#### Short task
Write out every single entry exactly.

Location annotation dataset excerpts

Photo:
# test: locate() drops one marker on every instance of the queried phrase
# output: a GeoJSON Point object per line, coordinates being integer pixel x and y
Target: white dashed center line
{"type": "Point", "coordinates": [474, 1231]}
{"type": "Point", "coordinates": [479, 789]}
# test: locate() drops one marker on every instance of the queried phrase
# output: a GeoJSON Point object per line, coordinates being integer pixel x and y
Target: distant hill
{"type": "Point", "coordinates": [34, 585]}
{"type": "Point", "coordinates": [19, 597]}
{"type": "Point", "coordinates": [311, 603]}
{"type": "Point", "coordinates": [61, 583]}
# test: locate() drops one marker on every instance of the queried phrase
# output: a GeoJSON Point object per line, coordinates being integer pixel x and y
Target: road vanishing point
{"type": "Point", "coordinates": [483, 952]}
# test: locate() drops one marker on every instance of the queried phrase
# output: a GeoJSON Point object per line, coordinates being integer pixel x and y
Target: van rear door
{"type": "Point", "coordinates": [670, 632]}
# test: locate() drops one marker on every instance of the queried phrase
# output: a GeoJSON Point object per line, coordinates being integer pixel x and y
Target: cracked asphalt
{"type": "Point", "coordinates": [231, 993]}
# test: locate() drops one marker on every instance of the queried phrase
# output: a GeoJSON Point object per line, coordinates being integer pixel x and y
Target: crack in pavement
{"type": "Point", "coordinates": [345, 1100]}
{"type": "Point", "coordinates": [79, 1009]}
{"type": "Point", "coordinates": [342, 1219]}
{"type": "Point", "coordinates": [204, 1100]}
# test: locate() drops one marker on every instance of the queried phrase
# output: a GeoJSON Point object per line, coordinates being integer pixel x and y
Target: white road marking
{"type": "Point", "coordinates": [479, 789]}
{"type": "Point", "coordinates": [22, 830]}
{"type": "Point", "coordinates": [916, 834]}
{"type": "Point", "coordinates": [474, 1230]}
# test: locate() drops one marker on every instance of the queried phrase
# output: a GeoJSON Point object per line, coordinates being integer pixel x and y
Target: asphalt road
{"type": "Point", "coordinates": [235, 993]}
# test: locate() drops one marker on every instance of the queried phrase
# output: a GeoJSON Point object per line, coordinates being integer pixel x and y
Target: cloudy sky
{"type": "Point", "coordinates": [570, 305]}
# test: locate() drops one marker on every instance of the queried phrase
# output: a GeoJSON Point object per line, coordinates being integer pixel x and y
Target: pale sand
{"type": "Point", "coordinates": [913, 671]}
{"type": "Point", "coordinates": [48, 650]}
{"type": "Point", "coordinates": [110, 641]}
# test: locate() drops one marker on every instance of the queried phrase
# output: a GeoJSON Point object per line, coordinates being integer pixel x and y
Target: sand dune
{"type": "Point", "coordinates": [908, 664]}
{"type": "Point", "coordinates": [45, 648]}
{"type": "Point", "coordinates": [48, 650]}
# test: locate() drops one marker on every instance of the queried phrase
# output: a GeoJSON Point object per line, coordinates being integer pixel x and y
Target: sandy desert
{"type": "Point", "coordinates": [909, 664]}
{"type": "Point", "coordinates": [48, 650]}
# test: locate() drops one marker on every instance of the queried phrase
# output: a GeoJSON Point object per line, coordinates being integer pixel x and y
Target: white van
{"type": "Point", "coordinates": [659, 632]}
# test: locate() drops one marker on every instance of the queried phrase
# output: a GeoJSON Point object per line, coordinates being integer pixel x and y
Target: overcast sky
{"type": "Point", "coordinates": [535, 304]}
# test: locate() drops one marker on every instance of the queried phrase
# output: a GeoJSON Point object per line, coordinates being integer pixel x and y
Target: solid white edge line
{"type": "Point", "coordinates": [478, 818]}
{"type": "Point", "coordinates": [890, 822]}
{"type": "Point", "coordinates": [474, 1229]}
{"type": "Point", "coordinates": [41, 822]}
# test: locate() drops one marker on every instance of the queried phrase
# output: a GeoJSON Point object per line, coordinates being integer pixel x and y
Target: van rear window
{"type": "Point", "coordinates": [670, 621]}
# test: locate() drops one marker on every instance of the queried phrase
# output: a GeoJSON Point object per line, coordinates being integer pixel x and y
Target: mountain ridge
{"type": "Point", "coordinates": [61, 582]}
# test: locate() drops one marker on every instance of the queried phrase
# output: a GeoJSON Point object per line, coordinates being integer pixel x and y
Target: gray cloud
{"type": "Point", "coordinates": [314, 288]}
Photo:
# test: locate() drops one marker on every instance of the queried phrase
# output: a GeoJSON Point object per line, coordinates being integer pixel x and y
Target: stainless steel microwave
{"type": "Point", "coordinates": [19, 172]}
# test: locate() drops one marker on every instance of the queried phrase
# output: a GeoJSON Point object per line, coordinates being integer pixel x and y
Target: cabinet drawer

#### Correct result
Photo:
# test: locate() drops one marker on every instance of the queried phrase
# output: a GeoJSON Point object per line, coordinates being integer pixel x and y
Target: white dashed center line
{"type": "Point", "coordinates": [474, 1231]}
{"type": "Point", "coordinates": [479, 789]}
# test: locate() drops one marker on every instance of the queried phrase
# output: a GeoJSON Point object per line, coordinates being integer pixel x and y
Target: distant hill
{"type": "Point", "coordinates": [34, 585]}
{"type": "Point", "coordinates": [19, 597]}
{"type": "Point", "coordinates": [311, 603]}
{"type": "Point", "coordinates": [61, 583]}
# test: locate() drops one marker on every instance of the queried phrase
# output: a GeoJSON Point object per line, coordinates being integer pixel x and y
Target: road vanishing point
{"type": "Point", "coordinates": [483, 952]}
# test: locate() drops one marker on every instance of the queried phrase
# output: a GeoJSON Point object per line, coordinates being integer pixel x and y
Target: van rear door
{"type": "Point", "coordinates": [670, 632]}
# test: locate() drops one marker on every instance of the queried phrase
# output: a GeoJSON Point object per line, coordinates being integer pixel x and y
Target: cracked asphalt
{"type": "Point", "coordinates": [231, 993]}
# test: locate() drops one marker on every instance of the queried phrase
# output: a GeoJSON Point object per line, coordinates being integer pixel x and y
Target: crack in pavement
{"type": "Point", "coordinates": [345, 1100]}
{"type": "Point", "coordinates": [79, 1009]}
{"type": "Point", "coordinates": [342, 1219]}
{"type": "Point", "coordinates": [204, 1100]}
# test: locate() drops one marker on every instance of the queried phrase
# output: a GeoJSON Point object per line, coordinates being integer pixel x and y
Target: white road marking
{"type": "Point", "coordinates": [479, 789]}
{"type": "Point", "coordinates": [22, 830]}
{"type": "Point", "coordinates": [916, 834]}
{"type": "Point", "coordinates": [474, 1230]}
# test: locate() drops one marker on every instance of the queried phrase
# output: a GeoJSON Point object per line, coordinates being integer pixel x and y
Target: asphalt road
{"type": "Point", "coordinates": [235, 993]}
# test: locate() drops one marker on every instance of the queried phrase
# output: a GeoJSON Point object per line, coordinates being integer pixel x and y
Target: cloudy sky
{"type": "Point", "coordinates": [570, 305]}
# test: locate() drops one marker on every instance of the queried phrase
# output: a GeoJSON Point object per line, coordinates being integer pixel x and y
Target: pale sand
{"type": "Point", "coordinates": [913, 671]}
{"type": "Point", "coordinates": [48, 650]}
{"type": "Point", "coordinates": [110, 641]}
# test: locate() drops one marker on every instance of the queried phrase
# output: a GeoJSON Point object per line, coordinates being integer pixel x and y
Target: sand dune
{"type": "Point", "coordinates": [908, 664]}
{"type": "Point", "coordinates": [45, 648]}
{"type": "Point", "coordinates": [48, 650]}
# test: locate() drops one marker on every instance of the queried phrase
# output: a GeoJSON Point object per line, coordinates being integer pixel x and y
Target: sandy desert
{"type": "Point", "coordinates": [909, 664]}
{"type": "Point", "coordinates": [48, 650]}
# test: locate() drops one marker on every instance of the queried phrase
# output: a GeoJSON Point object per line, coordinates being integer pixel x and y
Target: white van
{"type": "Point", "coordinates": [659, 632]}
# test: locate() drops one marker on every instance of the queried phrase
# output: a GeoJSON Point object per line, coordinates being integer pixel x and y
Target: overcast sky
{"type": "Point", "coordinates": [535, 304]}
# test: locate() drops one marker on every instance of the queried phrase
# output: a GeoJSON Point object per line, coordinates being integer pixel x and y
Target: solid white edge line
{"type": "Point", "coordinates": [478, 818]}
{"type": "Point", "coordinates": [890, 822]}
{"type": "Point", "coordinates": [474, 1229]}
{"type": "Point", "coordinates": [41, 822]}
# test: locate() drops one marker on every instance of the queried phrase
# output: a GeoJSON Point object per line, coordinates being integer pixel x and y
Target: van rear window
{"type": "Point", "coordinates": [670, 621]}
# test: locate() drops one marker on every instance of the queried phrase
# output: a GeoJSON Point object per line, coordinates being integer pixel x and y
Target: mountain ridge
{"type": "Point", "coordinates": [61, 582]}
# test: locate() drops one marker on every instance of the queried phrase
# output: a GeoJSON Point object per line, coordinates being integer pixel x and y
Target: gray cloud
{"type": "Point", "coordinates": [314, 288]}
Photo:
# test: locate() drops one marker on every instance of the queried phrase
# output: a GeoJSON Point object per line, coordinates being integer pixel x and y
Target: stainless steel microwave
{"type": "Point", "coordinates": [19, 172]}
# test: locate() drops one marker on every instance of the queried phrase
# output: a GeoJSON Point object per line, coordinates being integer pixel x and y
Target: cabinet drawer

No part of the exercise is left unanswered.